━━━━━ Source data

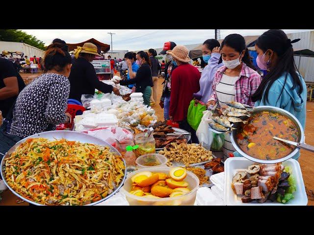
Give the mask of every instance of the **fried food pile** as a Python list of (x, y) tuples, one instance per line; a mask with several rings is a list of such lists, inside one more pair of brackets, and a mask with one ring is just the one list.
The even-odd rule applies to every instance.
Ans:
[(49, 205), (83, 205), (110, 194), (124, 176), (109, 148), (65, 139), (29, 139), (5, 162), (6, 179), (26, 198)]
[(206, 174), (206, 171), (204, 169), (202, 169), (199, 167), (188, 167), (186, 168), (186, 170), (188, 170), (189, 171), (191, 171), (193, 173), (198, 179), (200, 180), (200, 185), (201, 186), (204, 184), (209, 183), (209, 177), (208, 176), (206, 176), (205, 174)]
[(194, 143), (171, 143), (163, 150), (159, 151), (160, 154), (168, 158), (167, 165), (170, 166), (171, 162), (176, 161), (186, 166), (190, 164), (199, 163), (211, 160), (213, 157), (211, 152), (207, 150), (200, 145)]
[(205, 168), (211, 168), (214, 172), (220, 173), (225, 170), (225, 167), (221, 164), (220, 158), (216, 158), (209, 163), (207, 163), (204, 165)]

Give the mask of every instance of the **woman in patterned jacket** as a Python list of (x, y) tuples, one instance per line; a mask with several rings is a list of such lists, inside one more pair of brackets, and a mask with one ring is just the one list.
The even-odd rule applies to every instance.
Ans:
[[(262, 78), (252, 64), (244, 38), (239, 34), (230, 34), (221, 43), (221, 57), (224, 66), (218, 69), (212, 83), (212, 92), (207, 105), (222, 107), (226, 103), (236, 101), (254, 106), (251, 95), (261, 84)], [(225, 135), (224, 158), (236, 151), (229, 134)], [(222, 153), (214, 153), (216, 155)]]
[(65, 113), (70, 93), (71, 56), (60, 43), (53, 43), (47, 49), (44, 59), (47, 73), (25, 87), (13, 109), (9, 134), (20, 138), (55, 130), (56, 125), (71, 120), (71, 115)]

━━━━━━━━━━

Direction. Arrange every line of the items above as a numbered list, skipping blank lines and omitting the picture.

Final result.
1. Give the mask of every instance of the **fried food pile** as a Python list of (x, y) tuples, one instance per line; a mask with several rings is a list of such lists, inside one more pair of brackets, and a mask with one ring is just the one list.
2. The even-odd rule applies to every instance.
3. Ans:
4. [(49, 205), (83, 205), (110, 194), (124, 176), (109, 148), (65, 139), (29, 139), (5, 162), (6, 179), (26, 198)]
5. [(206, 174), (206, 171), (204, 169), (202, 169), (199, 167), (188, 167), (186, 168), (186, 170), (188, 170), (189, 171), (191, 171), (193, 173), (198, 179), (200, 180), (200, 185), (201, 186), (204, 184), (209, 183), (209, 177), (208, 176), (206, 176), (205, 174)]
6. [(194, 143), (171, 143), (163, 150), (159, 151), (160, 154), (168, 158), (167, 165), (170, 166), (171, 162), (176, 161), (186, 166), (190, 164), (199, 163), (211, 160), (213, 157), (211, 152), (207, 150), (200, 145)]
7. [(205, 168), (211, 168), (214, 172), (220, 173), (225, 170), (225, 167), (221, 164), (220, 158), (216, 158), (209, 163), (207, 163), (204, 165)]
8. Give the mask of every instance of the **woman in patterned jacket** as a Python list of (x, y) tuples, one instance per line; a mask with several rings is a list of such lists, inside one more pair of brackets, and a mask with one ring is just the one list.
9. The even-odd rule applies to every instance.
10. Ans:
11. [[(262, 78), (252, 64), (244, 38), (239, 34), (230, 34), (221, 43), (221, 57), (224, 66), (218, 69), (212, 83), (212, 92), (207, 105), (222, 107), (226, 103), (236, 101), (254, 106), (251, 95), (261, 84)], [(225, 135), (224, 158), (236, 151), (229, 134)], [(222, 153), (214, 153), (216, 155)]]
12. [(65, 113), (70, 93), (71, 56), (60, 43), (53, 43), (47, 49), (44, 59), (47, 73), (25, 87), (13, 109), (9, 134), (20, 138), (55, 130), (56, 125), (71, 120), (71, 115)]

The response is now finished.